━━━━━ The records

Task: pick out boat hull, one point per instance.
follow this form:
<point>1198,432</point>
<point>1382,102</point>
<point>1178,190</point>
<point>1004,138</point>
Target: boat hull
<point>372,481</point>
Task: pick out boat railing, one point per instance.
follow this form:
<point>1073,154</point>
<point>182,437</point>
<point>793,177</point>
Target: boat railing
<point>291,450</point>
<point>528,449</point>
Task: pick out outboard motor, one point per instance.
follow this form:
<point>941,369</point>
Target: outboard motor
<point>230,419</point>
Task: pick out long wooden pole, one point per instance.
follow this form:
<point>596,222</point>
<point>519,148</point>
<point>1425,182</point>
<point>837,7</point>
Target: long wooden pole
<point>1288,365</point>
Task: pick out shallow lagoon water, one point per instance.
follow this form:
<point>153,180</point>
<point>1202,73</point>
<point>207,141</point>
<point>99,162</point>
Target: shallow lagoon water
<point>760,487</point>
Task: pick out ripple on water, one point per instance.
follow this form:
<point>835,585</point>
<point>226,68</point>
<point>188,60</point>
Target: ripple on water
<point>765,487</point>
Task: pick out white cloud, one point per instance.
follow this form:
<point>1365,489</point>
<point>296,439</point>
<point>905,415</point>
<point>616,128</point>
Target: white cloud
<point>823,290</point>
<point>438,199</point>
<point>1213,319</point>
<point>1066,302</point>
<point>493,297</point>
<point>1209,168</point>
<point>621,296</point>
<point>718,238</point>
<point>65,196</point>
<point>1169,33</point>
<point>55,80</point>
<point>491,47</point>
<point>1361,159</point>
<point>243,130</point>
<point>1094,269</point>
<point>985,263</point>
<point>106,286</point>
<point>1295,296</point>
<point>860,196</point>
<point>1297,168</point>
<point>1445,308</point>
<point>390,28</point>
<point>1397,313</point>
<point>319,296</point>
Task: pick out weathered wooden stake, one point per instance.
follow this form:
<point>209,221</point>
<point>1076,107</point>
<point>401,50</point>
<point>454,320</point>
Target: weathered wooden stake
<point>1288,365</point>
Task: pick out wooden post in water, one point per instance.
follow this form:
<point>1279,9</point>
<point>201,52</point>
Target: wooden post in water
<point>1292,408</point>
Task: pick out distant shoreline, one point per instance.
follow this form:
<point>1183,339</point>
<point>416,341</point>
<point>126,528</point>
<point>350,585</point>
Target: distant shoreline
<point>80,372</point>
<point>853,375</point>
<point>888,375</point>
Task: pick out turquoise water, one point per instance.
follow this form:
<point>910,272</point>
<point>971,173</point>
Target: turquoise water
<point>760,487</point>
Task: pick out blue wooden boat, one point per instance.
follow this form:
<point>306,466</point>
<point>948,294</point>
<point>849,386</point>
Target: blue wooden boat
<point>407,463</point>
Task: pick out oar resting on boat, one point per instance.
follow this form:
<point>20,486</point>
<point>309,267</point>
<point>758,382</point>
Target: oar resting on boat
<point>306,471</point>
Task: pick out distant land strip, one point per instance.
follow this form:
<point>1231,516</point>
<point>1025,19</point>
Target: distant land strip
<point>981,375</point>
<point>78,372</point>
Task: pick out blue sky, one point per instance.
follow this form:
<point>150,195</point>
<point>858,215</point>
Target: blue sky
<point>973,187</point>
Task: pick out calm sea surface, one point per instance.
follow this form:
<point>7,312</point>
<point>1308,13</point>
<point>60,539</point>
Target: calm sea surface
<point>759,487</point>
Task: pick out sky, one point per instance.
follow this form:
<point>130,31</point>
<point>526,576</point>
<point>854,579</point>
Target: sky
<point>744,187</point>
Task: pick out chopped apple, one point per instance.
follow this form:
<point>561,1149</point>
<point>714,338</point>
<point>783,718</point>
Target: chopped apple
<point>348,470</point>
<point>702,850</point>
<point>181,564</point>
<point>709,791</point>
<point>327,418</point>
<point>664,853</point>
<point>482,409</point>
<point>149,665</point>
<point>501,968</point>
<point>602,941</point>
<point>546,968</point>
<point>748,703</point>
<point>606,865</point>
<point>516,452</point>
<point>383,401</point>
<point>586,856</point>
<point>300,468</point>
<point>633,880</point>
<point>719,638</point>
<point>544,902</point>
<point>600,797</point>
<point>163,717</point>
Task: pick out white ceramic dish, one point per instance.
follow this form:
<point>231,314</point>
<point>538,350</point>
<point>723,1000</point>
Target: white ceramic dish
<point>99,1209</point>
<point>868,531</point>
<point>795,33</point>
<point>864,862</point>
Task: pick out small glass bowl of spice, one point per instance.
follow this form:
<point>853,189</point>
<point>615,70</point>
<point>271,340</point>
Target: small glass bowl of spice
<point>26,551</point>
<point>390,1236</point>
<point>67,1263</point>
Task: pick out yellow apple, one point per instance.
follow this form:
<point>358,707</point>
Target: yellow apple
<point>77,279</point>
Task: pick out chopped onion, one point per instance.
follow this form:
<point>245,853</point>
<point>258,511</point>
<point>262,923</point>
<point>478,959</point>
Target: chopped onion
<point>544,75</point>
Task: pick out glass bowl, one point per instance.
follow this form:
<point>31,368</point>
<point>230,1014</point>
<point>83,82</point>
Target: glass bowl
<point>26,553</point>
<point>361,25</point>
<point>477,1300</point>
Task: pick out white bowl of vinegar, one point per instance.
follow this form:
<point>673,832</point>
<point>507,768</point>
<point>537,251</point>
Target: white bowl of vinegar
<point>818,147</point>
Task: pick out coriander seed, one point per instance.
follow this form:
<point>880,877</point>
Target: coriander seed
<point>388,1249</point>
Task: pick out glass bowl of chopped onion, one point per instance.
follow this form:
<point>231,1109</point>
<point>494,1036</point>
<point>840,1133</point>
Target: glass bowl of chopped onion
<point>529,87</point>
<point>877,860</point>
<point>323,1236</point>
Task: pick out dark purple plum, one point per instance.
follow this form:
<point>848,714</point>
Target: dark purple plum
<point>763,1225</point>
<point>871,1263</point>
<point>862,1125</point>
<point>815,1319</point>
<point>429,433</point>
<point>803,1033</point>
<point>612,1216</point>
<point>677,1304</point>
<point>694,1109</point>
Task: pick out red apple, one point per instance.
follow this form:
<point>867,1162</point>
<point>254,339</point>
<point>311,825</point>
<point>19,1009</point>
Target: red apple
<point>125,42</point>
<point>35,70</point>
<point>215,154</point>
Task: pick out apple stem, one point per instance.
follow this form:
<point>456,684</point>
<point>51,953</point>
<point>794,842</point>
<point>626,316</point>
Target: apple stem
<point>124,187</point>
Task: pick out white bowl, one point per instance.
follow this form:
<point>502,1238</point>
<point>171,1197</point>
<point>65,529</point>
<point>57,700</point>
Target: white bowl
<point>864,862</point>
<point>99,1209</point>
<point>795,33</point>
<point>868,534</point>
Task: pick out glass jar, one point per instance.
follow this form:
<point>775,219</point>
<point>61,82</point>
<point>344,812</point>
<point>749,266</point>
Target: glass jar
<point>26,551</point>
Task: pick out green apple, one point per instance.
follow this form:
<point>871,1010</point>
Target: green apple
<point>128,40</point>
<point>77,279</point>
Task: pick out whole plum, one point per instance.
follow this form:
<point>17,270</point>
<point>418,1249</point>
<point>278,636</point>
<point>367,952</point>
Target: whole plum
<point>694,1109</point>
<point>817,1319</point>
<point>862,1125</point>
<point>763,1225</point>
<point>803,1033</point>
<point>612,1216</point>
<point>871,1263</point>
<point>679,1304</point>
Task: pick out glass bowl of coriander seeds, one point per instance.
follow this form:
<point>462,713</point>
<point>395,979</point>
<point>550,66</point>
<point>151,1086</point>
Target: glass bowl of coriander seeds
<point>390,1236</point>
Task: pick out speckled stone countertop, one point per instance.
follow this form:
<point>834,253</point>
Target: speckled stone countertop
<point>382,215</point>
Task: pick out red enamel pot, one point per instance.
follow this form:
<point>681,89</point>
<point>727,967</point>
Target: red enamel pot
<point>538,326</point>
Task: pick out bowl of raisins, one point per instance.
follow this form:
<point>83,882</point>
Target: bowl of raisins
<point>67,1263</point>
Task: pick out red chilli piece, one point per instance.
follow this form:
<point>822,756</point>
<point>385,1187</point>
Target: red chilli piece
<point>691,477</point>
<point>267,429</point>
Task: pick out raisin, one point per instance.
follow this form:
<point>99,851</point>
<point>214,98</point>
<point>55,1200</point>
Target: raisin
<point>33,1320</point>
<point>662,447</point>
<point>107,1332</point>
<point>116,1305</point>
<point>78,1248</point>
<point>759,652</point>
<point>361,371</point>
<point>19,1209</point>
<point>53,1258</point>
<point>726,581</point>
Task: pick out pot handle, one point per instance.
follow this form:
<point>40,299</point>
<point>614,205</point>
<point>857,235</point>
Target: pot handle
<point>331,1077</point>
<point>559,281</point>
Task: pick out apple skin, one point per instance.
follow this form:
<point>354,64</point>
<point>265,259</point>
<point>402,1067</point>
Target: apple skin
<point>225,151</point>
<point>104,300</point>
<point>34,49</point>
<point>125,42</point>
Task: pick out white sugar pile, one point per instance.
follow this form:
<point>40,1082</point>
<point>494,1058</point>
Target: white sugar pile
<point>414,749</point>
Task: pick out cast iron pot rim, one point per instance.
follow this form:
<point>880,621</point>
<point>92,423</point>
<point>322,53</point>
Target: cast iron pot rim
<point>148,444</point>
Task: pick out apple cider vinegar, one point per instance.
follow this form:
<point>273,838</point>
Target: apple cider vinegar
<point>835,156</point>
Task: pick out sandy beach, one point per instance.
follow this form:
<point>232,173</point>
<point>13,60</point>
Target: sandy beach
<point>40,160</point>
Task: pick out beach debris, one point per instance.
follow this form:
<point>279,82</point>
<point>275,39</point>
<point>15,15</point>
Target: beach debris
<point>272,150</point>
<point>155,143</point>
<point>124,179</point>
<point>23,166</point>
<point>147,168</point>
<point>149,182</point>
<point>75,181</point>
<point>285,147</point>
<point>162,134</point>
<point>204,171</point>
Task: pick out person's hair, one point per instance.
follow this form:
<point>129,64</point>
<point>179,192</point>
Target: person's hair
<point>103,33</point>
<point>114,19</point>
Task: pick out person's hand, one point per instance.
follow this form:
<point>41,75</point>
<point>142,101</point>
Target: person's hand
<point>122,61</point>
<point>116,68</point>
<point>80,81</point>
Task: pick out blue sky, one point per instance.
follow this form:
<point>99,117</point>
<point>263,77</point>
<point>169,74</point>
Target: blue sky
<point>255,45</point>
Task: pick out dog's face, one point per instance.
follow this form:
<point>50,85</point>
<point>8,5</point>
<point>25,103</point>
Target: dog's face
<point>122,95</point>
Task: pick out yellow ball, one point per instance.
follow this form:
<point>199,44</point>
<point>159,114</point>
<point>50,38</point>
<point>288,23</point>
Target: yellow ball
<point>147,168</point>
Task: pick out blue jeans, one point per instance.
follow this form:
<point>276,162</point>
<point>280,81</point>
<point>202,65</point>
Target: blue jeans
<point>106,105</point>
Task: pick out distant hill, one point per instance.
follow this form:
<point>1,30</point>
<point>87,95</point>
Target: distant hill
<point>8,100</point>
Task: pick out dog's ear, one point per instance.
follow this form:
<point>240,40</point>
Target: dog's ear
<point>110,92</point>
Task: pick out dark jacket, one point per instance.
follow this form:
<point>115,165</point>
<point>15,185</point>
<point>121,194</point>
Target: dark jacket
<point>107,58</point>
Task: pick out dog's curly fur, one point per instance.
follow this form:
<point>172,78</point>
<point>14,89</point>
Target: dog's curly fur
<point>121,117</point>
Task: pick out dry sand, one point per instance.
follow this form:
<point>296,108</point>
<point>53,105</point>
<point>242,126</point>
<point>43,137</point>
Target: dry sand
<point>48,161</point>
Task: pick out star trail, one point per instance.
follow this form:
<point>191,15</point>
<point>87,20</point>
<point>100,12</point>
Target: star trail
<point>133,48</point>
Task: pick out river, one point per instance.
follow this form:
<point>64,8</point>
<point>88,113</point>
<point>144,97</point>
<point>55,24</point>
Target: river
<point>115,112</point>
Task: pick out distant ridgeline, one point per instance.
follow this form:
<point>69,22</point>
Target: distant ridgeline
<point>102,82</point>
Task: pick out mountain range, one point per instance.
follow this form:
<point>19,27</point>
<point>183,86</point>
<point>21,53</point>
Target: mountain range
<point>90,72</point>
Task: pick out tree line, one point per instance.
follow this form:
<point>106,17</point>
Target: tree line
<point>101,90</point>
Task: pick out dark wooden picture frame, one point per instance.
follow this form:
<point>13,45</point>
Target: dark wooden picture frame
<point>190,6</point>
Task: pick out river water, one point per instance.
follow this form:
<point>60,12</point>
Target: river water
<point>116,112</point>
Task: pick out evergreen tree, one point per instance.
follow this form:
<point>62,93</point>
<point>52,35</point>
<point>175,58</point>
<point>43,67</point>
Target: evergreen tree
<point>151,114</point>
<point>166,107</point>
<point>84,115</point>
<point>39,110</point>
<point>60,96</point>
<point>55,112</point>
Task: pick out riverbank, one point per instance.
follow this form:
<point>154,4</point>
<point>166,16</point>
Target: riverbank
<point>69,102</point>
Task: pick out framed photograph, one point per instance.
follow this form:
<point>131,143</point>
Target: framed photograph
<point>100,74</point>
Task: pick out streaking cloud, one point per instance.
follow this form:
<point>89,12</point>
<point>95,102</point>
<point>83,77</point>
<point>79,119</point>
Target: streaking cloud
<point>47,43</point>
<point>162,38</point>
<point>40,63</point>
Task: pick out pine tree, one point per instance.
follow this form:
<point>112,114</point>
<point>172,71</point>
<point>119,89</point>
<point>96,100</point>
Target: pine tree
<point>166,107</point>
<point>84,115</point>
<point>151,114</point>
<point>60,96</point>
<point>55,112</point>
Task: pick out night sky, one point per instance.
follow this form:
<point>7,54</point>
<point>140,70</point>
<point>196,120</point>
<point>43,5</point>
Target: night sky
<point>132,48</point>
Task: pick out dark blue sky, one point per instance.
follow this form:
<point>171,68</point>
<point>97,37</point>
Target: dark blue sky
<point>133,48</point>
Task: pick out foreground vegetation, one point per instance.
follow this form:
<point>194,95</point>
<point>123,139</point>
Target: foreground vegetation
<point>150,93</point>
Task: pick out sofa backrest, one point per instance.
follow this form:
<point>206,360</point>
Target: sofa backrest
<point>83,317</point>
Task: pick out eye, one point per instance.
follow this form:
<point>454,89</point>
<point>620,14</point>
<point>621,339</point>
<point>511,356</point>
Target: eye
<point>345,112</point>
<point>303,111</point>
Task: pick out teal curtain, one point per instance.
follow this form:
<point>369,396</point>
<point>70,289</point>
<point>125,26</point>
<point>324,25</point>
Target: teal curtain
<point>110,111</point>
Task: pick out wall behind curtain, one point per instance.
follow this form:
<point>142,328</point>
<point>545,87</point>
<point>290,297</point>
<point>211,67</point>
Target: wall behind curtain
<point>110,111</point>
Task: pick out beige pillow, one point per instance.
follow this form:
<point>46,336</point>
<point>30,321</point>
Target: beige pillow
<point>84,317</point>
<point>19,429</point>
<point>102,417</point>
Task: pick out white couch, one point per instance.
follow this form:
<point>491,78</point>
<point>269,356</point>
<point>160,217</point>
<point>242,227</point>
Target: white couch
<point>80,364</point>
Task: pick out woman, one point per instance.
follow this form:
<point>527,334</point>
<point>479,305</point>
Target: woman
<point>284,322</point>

━━━━━━━━━━

> [Objective] Copy out, word for word, every line from the start of the records down to the line containing "<point>372,481</point>", with both ends included.

> [Final result]
Task: pick out boat hull, one point per instance.
follow this form:
<point>1198,432</point>
<point>1382,102</point>
<point>1178,190</point>
<point>1004,138</point>
Target: boat hull
<point>372,481</point>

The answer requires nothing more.